DOCUMENT EXTRACT:
|---|

Torah
March 14, 2008
Torat Kohanim
Rabbi Avram Israel Reisner
Special to the Jewish Times

This week we turn to day-lit evenings and to Vayikra, Leviticus, and the third book of the Bible. Known by the sages as Torat Kohanim, The Manual of the Priesthood, the book is largely that: instructions for the investment of the priests and the sacred service.
Long after the Temple no longer stands it might be of limited interest, but for the central charge that we are, all of us, to be a “Kingdom of Priests, a Holy People.” That charge runs through our nation’s consciousness and custom in all sorts of symbolic, subterranean ways. It defines us as Jews to a significant measure. That root holy, kadosh in Hebrew, forms the heart of the terms kaddish and kedushah and Kiddush on Shabbat. Not only holy, but dedicated, we are described as am kadosh l’Adonai, a people dedicated to God. We have tried valiantly to be that.
Now, if there is one thing you know about the requirements of priests, it’s that they are enjoined to avoid cemeteries/dead bodies. While the rest of us don’t have this requirement, it is a Jewish demand that when people die they be buried immediately. That is stated in the Bible about the least honorable among us; a hanged criminal must not be left hanging, but buried immediately (Deut. 21:23).
About this verse, Rashi explains, “This debases God. For man is made in the image of God ... Imagine that there were two twin brothers who looked exactly alike. One became a prince, but the other fell into thievery and was hanged. Everyone who saw the hanged criminal would think, ‘The Prince has been hanged.’” Jewish law has struggled over the years as to whether this law applies only to Jewish corpses, because elsewhere the source of the law of burial is the description of Miriam’s burial, but this reasoning makes it clear that our commitment goes back to the first verses of Genesis and the origins of humankind. As the Talmud notes, “We bury Gentile dead and Jewish dead equally” (Gittin 61a). And to support this demand of immediate burial the law prohibits deriving any benefit from a corpse.

|---|

WORK REQUIRED:
Write out the commentary on Leviticus word for word, everything from "This week we" down to "the sacred service.". Answer from the commentary on Leviticus alone.

DATA SECTION:

|---|

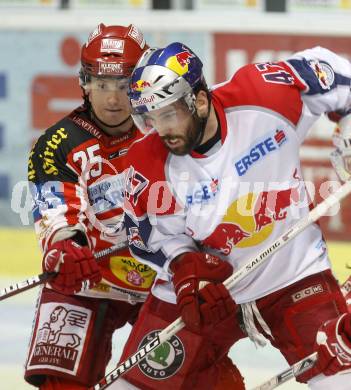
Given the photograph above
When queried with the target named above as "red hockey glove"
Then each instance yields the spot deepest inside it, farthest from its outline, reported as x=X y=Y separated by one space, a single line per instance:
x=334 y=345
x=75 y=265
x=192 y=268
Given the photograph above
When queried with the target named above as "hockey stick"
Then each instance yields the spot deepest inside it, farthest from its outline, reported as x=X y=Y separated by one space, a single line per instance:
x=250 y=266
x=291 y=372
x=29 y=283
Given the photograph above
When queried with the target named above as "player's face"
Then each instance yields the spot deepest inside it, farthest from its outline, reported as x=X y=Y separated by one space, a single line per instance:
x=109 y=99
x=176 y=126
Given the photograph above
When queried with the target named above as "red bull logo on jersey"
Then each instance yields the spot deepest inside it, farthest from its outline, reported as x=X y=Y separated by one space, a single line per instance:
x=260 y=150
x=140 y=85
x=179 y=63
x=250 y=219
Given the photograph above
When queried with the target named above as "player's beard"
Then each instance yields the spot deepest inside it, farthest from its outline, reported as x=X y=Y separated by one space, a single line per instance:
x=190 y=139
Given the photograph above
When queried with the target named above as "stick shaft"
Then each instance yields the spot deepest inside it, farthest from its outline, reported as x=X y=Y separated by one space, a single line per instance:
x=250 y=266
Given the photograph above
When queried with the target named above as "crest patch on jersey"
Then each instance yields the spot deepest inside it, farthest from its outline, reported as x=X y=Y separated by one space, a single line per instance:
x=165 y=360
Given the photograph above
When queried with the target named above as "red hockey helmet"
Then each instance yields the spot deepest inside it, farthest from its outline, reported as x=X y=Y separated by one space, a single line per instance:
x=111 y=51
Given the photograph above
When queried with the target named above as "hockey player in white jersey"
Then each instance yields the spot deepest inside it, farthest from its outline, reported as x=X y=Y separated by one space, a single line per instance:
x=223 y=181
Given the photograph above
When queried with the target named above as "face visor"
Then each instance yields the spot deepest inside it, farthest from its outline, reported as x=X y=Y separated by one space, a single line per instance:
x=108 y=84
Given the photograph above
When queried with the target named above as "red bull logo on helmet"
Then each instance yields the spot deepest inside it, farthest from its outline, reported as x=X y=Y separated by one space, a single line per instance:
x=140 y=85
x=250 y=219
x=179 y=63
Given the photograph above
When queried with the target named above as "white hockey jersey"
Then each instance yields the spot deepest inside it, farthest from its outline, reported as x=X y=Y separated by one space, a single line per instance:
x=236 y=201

|---|

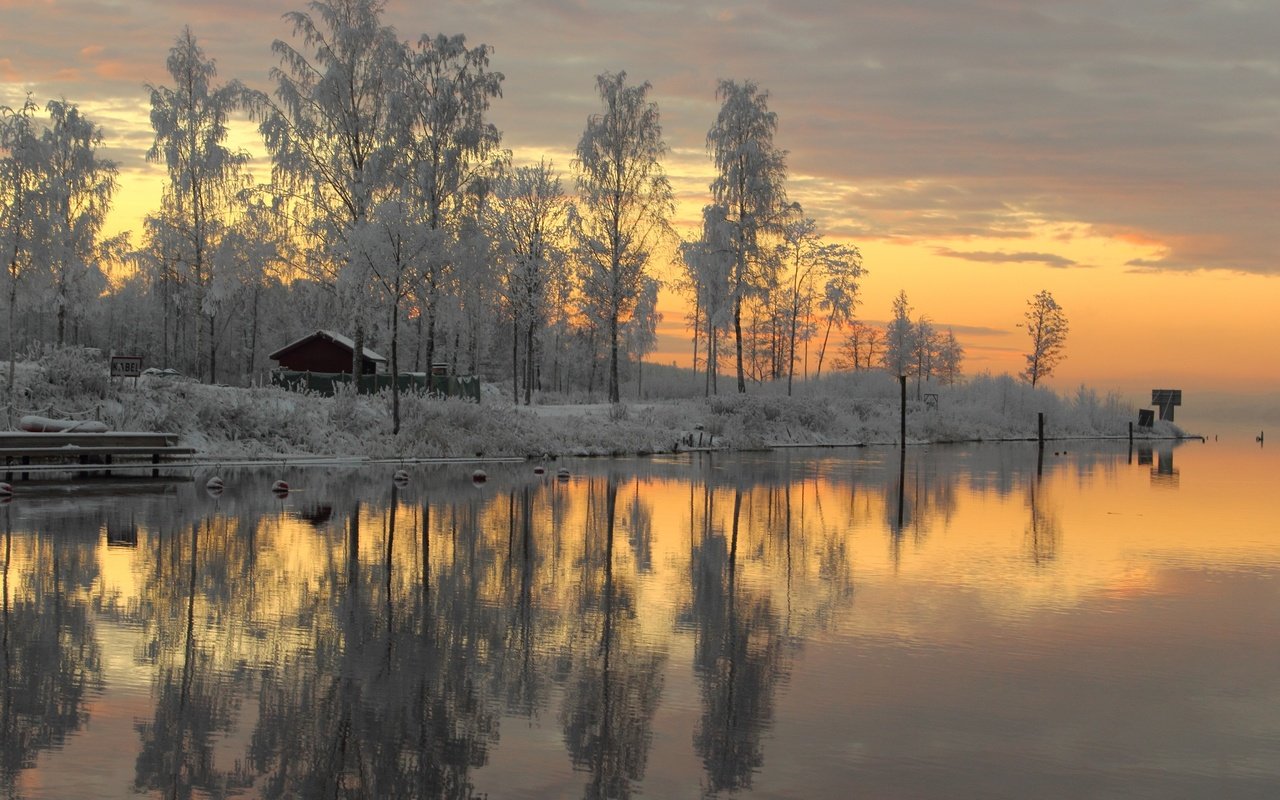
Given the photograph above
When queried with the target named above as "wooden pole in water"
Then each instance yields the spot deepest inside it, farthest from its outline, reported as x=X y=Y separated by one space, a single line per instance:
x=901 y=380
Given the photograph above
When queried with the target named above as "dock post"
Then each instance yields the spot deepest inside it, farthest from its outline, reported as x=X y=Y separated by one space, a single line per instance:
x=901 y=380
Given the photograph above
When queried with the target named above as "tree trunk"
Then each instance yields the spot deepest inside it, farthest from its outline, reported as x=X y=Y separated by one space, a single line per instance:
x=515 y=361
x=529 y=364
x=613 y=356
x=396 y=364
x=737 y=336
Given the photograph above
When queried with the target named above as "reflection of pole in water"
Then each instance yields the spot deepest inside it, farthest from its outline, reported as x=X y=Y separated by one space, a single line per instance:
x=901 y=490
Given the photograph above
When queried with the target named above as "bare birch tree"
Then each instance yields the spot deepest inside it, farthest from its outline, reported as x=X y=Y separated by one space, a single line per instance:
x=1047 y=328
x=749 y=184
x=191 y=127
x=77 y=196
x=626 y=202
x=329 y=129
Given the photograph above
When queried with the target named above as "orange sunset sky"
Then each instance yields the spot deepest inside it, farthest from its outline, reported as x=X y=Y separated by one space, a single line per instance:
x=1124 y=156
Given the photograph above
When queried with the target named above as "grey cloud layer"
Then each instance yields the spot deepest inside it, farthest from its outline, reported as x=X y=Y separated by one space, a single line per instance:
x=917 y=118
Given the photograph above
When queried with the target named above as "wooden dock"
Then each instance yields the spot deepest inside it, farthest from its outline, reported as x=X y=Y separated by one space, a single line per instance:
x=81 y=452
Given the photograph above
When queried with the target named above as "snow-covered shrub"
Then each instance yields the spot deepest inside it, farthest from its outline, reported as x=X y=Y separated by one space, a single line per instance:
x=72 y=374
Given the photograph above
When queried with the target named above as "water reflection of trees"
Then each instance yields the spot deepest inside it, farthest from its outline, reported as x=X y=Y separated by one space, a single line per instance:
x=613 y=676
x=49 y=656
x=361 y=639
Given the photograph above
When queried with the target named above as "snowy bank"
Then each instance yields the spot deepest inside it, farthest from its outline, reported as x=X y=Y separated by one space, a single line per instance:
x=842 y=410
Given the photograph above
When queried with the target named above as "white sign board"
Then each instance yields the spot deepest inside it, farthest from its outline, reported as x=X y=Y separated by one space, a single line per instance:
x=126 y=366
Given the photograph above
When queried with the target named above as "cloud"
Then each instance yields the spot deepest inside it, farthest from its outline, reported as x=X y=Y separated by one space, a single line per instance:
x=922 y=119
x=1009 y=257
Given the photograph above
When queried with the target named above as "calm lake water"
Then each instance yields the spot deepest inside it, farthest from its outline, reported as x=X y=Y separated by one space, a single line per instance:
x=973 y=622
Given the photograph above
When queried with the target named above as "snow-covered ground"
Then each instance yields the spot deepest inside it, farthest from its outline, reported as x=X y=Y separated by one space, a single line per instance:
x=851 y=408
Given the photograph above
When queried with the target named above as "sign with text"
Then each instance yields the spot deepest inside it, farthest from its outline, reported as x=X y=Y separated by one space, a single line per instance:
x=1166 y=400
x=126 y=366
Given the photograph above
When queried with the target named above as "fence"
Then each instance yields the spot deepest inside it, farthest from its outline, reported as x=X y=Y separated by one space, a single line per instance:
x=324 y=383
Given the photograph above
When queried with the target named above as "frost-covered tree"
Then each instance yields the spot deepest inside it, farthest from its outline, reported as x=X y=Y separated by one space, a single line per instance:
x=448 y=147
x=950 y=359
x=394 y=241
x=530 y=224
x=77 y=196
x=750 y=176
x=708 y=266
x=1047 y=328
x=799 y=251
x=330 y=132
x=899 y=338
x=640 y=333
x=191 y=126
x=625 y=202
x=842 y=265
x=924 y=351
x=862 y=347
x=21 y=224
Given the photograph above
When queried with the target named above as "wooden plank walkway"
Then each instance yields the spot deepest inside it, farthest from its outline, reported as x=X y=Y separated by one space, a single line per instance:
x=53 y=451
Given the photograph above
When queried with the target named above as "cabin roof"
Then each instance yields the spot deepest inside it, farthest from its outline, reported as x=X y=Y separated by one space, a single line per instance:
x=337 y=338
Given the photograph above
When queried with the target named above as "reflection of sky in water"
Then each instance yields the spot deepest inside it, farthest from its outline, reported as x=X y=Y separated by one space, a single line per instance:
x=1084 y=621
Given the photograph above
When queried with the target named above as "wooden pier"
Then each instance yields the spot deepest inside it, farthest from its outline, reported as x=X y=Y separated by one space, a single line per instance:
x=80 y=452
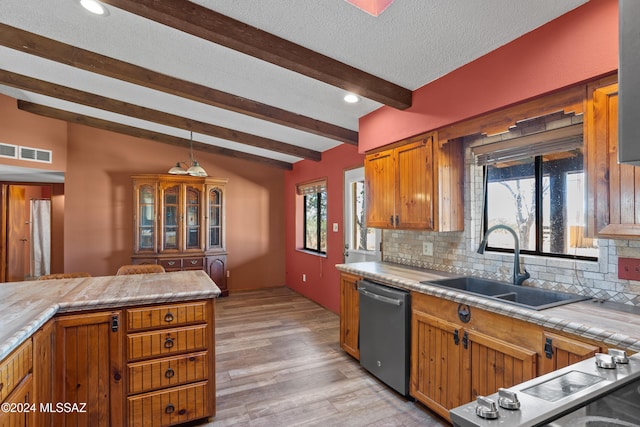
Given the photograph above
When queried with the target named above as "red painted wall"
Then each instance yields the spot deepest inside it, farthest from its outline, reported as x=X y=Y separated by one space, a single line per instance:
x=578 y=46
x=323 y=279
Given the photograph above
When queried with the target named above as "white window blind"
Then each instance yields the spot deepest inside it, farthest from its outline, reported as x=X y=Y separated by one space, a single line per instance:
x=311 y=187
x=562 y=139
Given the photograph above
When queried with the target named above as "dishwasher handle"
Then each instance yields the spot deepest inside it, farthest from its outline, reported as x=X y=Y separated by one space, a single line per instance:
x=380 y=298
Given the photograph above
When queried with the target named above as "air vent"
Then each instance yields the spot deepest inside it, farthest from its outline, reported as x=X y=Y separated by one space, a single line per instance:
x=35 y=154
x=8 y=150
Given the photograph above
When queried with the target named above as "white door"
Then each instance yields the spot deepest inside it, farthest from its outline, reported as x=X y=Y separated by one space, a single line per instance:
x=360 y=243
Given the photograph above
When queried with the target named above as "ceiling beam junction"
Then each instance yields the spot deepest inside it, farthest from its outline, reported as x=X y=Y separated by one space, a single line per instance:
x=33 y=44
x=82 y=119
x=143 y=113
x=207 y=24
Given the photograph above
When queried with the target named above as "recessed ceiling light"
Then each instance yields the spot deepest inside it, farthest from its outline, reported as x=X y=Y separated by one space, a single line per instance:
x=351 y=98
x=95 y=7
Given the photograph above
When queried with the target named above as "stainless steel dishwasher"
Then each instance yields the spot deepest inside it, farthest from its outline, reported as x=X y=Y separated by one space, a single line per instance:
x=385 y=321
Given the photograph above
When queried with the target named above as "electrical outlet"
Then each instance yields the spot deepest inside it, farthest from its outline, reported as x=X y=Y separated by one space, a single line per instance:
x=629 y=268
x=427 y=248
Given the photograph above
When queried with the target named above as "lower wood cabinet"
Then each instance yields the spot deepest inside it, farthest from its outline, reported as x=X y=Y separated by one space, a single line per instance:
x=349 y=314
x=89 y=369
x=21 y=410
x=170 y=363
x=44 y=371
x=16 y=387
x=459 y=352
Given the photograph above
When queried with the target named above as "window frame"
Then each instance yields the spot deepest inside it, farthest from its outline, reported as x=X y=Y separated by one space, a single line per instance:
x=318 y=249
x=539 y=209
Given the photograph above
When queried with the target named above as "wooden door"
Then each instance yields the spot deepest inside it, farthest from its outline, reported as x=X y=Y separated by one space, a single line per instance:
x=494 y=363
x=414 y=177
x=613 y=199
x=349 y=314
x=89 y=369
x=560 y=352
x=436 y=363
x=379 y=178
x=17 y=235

|---|

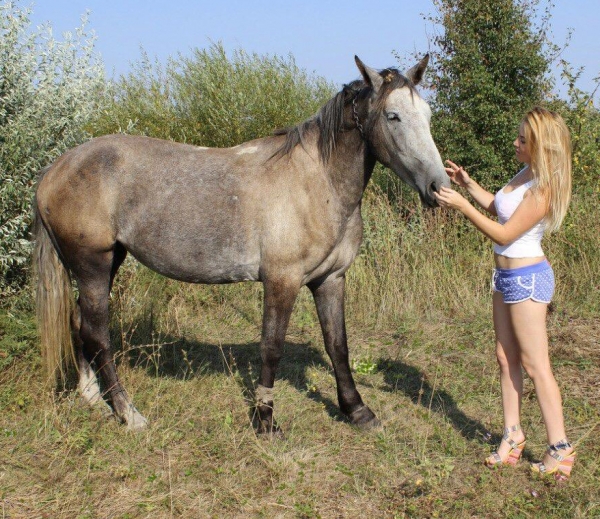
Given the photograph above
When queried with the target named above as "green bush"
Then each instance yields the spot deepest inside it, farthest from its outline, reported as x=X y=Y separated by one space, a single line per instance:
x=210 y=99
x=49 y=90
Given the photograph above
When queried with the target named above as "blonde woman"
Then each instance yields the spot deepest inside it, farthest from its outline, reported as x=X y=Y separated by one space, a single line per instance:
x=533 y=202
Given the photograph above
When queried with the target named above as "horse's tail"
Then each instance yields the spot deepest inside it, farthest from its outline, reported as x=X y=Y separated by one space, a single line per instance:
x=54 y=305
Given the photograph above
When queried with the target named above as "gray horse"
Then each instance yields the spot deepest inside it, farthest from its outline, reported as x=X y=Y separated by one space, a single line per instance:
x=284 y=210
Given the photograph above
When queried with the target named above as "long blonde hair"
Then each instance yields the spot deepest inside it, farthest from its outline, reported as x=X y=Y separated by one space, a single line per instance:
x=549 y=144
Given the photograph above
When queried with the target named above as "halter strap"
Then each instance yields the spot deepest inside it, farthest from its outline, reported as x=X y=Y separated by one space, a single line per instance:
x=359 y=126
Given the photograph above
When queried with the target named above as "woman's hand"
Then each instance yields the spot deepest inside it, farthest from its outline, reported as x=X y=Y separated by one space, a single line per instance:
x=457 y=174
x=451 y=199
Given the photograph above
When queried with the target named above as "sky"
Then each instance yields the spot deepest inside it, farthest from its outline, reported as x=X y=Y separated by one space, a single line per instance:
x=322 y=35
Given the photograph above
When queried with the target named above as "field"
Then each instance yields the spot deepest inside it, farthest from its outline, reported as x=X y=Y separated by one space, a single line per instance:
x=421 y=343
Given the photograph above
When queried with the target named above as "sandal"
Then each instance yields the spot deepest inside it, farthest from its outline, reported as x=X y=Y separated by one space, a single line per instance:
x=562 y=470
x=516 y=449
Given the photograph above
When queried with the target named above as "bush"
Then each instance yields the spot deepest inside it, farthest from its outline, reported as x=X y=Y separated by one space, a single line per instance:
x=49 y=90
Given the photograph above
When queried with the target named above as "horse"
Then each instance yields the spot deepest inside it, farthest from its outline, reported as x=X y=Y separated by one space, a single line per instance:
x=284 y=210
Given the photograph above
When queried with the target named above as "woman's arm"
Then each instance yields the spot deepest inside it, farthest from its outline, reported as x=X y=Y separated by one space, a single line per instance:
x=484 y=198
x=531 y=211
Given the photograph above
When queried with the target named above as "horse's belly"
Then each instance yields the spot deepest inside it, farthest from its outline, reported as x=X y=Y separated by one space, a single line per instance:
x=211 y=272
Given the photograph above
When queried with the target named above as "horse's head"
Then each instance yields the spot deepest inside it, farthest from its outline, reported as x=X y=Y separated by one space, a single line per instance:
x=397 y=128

|---|

EXERCISE RESULT:
This week we turn to day-lit evenings and to Vayikra, Leviticus, and the third book of the Bible. Known by the sages as Torat Kohanim, The Manual of the Priesthood, the book is largely that: instructions for the investment of the priests and the sacred service.